> [GOAL]:
Look for "If you could mark the roadside" in the records below, then copy that line and every line after it, exactly and with nothing added.

> [DATASET EXCERPTS]:
——————

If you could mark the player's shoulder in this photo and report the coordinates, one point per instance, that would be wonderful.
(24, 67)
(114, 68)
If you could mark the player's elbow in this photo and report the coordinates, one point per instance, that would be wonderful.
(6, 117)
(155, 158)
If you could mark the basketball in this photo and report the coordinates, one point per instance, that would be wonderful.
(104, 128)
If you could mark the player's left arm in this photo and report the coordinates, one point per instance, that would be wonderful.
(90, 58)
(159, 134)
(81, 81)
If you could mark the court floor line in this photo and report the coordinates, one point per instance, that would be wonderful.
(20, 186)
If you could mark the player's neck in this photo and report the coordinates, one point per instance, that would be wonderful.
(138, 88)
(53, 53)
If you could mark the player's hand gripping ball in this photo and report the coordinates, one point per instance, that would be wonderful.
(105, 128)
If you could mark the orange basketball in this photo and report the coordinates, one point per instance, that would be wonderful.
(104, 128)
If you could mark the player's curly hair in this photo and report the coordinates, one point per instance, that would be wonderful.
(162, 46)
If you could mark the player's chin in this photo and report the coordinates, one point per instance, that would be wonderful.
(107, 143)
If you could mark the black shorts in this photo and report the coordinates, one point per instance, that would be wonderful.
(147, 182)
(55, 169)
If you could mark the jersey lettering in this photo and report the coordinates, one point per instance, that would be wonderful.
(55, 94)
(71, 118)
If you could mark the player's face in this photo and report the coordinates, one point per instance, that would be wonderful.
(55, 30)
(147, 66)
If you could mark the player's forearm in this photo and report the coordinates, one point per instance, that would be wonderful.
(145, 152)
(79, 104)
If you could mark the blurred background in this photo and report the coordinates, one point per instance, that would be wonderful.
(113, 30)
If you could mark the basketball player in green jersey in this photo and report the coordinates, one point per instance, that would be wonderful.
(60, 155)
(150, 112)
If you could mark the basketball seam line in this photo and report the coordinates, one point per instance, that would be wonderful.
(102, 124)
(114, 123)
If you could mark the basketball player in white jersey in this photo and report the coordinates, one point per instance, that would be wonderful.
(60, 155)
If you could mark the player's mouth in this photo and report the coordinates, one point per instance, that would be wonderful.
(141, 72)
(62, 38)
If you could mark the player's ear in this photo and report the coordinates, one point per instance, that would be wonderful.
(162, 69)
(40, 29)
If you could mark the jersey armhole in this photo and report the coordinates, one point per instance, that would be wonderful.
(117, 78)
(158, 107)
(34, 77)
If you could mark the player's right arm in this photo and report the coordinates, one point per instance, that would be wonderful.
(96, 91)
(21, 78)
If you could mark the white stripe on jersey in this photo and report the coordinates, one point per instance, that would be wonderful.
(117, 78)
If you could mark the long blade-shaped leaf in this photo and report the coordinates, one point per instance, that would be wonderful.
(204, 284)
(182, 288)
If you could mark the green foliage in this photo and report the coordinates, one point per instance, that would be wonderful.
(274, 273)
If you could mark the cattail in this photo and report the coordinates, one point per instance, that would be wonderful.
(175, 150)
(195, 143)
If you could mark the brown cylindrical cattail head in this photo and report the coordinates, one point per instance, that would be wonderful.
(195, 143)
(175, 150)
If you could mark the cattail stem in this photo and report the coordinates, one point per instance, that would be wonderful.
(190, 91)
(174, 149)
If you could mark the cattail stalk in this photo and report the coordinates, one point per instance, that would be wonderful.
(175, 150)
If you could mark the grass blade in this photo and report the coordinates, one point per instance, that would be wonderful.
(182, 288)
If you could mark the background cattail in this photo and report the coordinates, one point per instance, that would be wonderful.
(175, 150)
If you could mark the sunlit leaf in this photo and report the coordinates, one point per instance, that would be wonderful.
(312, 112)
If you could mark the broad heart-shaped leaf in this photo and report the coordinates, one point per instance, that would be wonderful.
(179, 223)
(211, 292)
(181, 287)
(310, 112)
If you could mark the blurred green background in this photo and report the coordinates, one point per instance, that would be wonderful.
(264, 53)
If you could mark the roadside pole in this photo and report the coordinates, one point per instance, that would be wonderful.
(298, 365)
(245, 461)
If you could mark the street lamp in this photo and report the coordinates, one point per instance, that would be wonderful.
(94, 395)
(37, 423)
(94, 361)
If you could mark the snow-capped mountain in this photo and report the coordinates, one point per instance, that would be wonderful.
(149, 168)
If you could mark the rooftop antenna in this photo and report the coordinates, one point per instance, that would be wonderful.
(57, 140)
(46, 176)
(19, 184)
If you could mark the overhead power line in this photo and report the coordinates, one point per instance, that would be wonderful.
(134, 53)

——————

> [OUTPUT FOR THIS EXERCISE]:
If you could mark the roadside pole in this photo and report the coordinates, one point per instance, that would be wonderful.
(298, 365)
(245, 461)
If you could mark the street lamp in this photo and report the coordinates, one point per instance, that would be wonderful.
(94, 395)
(37, 423)
(94, 361)
If you could mark the snow-capped mountain in this photo and report the coordinates, one point per instance, that would be wonderful.
(149, 168)
If you could mark the rooftop antenna in this photo and report the coordinates, one point per instance, that would be wonderful.
(57, 140)
(46, 176)
(19, 184)
If you could mark the overhead power line in this photo and report the coordinates, one point per instance, that would be wonderful.
(134, 53)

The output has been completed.